> _PROMPT_: Can you reproduce the data beneath, keeping every line exact?

> _WORKING DATA_:
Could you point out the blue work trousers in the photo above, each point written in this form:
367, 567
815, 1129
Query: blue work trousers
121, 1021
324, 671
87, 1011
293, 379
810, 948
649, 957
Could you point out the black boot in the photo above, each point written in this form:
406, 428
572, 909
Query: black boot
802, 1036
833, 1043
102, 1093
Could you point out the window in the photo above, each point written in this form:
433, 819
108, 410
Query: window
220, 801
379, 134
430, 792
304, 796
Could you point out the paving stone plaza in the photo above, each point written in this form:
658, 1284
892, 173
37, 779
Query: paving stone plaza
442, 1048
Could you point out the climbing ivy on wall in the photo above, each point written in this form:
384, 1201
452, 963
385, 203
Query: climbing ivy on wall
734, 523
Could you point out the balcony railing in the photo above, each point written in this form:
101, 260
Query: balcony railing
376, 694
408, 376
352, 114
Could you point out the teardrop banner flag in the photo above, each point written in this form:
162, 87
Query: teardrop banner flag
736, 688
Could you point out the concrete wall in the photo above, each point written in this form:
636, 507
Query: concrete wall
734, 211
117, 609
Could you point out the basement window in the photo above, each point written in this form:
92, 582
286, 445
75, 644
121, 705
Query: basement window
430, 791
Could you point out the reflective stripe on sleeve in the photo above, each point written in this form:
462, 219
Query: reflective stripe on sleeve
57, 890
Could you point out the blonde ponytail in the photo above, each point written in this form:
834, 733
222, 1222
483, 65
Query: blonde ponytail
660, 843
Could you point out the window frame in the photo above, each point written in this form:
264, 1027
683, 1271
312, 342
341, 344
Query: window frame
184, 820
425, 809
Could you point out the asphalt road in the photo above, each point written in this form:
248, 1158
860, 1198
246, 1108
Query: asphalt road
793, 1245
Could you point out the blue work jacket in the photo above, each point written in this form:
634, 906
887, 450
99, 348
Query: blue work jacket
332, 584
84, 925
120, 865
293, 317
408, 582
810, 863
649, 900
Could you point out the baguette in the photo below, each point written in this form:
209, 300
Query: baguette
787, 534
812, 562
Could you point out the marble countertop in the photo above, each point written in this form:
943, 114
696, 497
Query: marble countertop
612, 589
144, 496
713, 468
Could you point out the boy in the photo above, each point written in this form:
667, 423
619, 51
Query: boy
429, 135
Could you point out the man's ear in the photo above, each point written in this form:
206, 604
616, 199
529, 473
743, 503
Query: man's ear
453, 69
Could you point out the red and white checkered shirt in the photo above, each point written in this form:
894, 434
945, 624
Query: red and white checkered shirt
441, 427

> _TASK RESPONSE_:
Could you point out the blue work trousers in the photo above, each point written in this form:
367, 567
815, 1129
Query: blue work trousers
121, 1021
324, 671
87, 1011
293, 379
810, 948
649, 957
Could you point out the black boot in the photo above, each point written in this form:
406, 428
572, 909
Query: black boot
802, 1036
833, 1043
102, 1093
Could you point out the window in the photo above, each point written in this form:
433, 819
108, 410
Query: window
220, 801
379, 134
430, 792
304, 796
Could you point out the paving stone plaza in the photo above, each point written in this form:
658, 1284
892, 173
37, 779
Query: paving stone plaza
442, 1048
Could you point out the climbing ivy on wall in the photo above, each point written in this form:
384, 1201
452, 963
385, 203
Query: climbing ivy on wall
734, 523
Could you point out the balcony railing in the photo above, each point written in this form:
101, 260
Query: balcony railing
376, 694
408, 376
352, 114
Could you point out the teardrop banner flag in the photo above, each point written in this form:
162, 87
Query: teardrop banner flag
736, 688
Could you point out the concrete wall in the photo above, each point written in this form:
636, 507
Query: concrete wall
734, 211
117, 609
Could you point out the basement window in the photo above, each point written in this form:
92, 582
286, 445
75, 644
121, 705
Query: basement window
430, 791
Could you point out the reflective stripe on sleeve in the photo above, each point written in this form:
462, 219
Query: reflective stripe on sleeve
57, 890
Could you point out the blonde ponytail in the photo above, each point written in this form:
834, 733
222, 1222
483, 65
Query: blonde ponytail
660, 843
Could you point out the window frame in the photo above, each point written in this form:
264, 1027
683, 1271
312, 342
341, 344
Query: window frame
184, 820
425, 809
Could you point out the asphalt road in the photo above, each point written in this form:
248, 1158
860, 1198
246, 1108
Query: asphalt road
793, 1245
Could you point out the blue work jacket in the photo above, each point written in this form:
634, 906
887, 450
99, 348
Query: blue work jacket
332, 584
84, 925
120, 865
293, 317
408, 582
810, 863
649, 900
Could you point out the baguette in the photo below, each point written in this form:
209, 300
Query: baguette
787, 534
812, 562
Could you point out the marble countertop in the photo above, each point written in this form:
943, 114
696, 497
Query: marble countertop
612, 589
144, 496
713, 468
Could you point out the boy in the photo above, each point written in this form:
667, 423
619, 51
Query: boy
429, 135
Could you point out the man's ear in the photo above, each point written in this form:
206, 604
616, 199
529, 473
743, 503
Query: man's ear
453, 69
Could you point out the red and white checkered shirt in the photo above, each point written in this form:
894, 434
945, 624
Query: red and white checkered shirt
441, 427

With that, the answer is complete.